→ **Exercise brief**:
Nothing but the exact text of the entries should appear in your answer; pictures stay out.

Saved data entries
╭──

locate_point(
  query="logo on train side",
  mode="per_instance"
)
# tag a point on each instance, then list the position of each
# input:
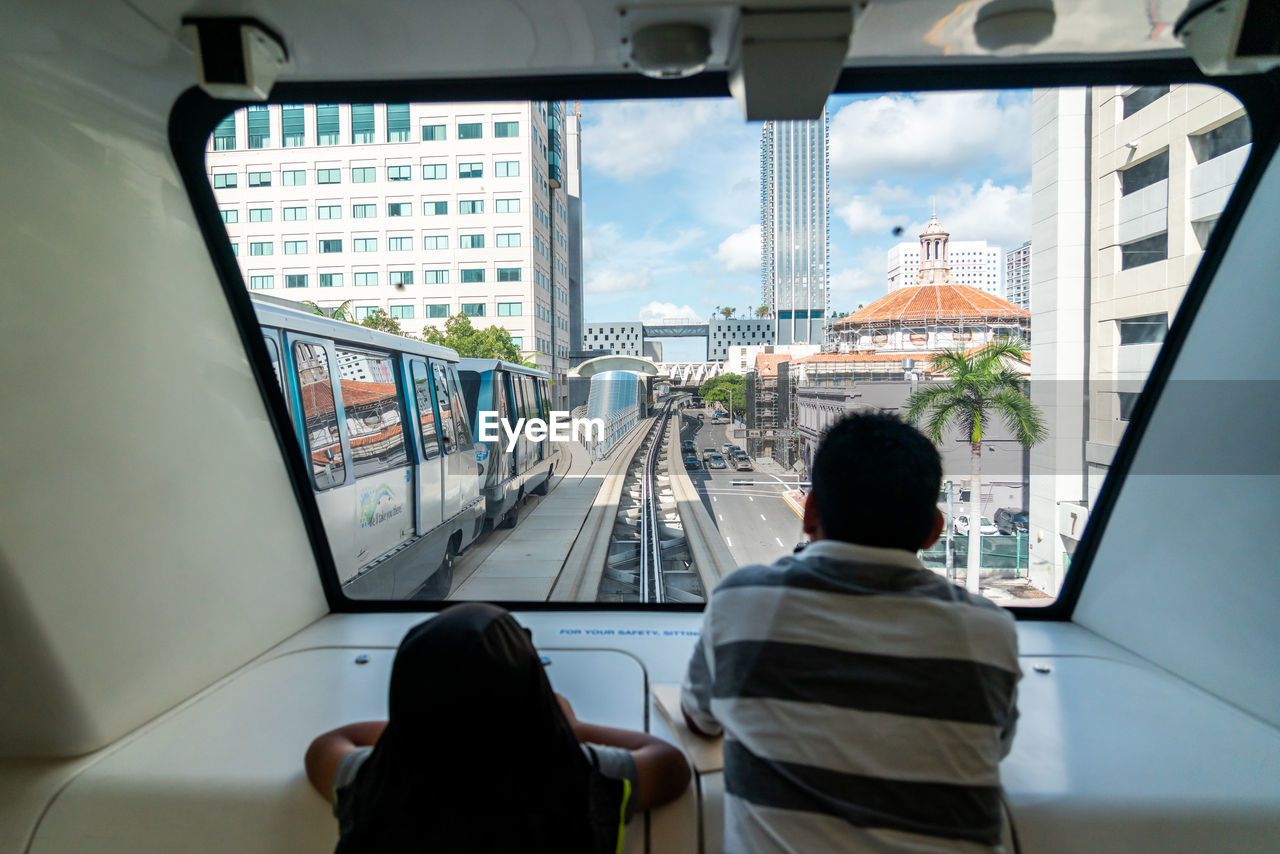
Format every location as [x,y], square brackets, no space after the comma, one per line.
[378,505]
[560,428]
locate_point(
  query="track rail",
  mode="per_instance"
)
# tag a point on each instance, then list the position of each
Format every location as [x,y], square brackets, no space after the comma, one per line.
[652,588]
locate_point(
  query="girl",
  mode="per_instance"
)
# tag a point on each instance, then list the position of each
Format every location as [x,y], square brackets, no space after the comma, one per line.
[481,756]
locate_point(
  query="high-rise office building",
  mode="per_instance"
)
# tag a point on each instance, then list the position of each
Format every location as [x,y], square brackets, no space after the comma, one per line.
[1128,186]
[973,263]
[1018,277]
[795,252]
[421,210]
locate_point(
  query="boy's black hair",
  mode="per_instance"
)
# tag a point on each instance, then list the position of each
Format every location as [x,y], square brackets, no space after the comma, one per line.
[876,482]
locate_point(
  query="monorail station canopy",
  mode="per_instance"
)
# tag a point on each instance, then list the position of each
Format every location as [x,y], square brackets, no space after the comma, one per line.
[602,364]
[932,315]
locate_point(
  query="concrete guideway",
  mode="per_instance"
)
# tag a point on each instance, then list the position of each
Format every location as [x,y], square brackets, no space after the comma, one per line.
[528,562]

╰──

→ **Exercise response**:
locate_point(
  query="logo on train side",
  mode="per_instance"
)
# tag a point on each instance, then list the position of each
# input:
Format every location as [x,y], square brackets, no space after the comma, one per line.
[378,505]
[560,428]
locate_point(
  query="track rail",
  mode="per_instance"
)
# tag a point on each instance, then list the position of each
Format every location as [x,y], square brackets, no space after the comma, one per line.
[652,588]
locate_point(
  query="girl",
  mode="per_instance"
)
# tag a point on each instance, then list the position of each
Format every location as [x,y], square brackets, no space after the comma, one per line.
[481,756]
locate_point(
  query="high-rise office building",
  mode="per_instance"
)
# tag a point on each instance, then list the position of each
Format every location as [x,y], square brackets, no space after the comma, one per line.
[1128,186]
[973,263]
[1018,277]
[795,252]
[421,210]
locate_point(
  query="boy's black hair",
  mode="per_instance"
)
# tag a point on each instance, then list the position of each
Format every location as [x,y], square brackets, no space after the comma, one per line.
[876,482]
locate_point(
  query="monorail station canopy",
  mode="per_instance"
)
# tag a point on each instance, then list the position of each
Format every location as [x,y], square brackets, no space after the comma, one per line.
[602,364]
[932,315]
locate_point(
  query="concrete guideway",
  mode="per_instance"
)
# tag a point on each instance, then list the position of each
Format every location as [x,y], square brackets, no space after the comma, one per line.
[528,562]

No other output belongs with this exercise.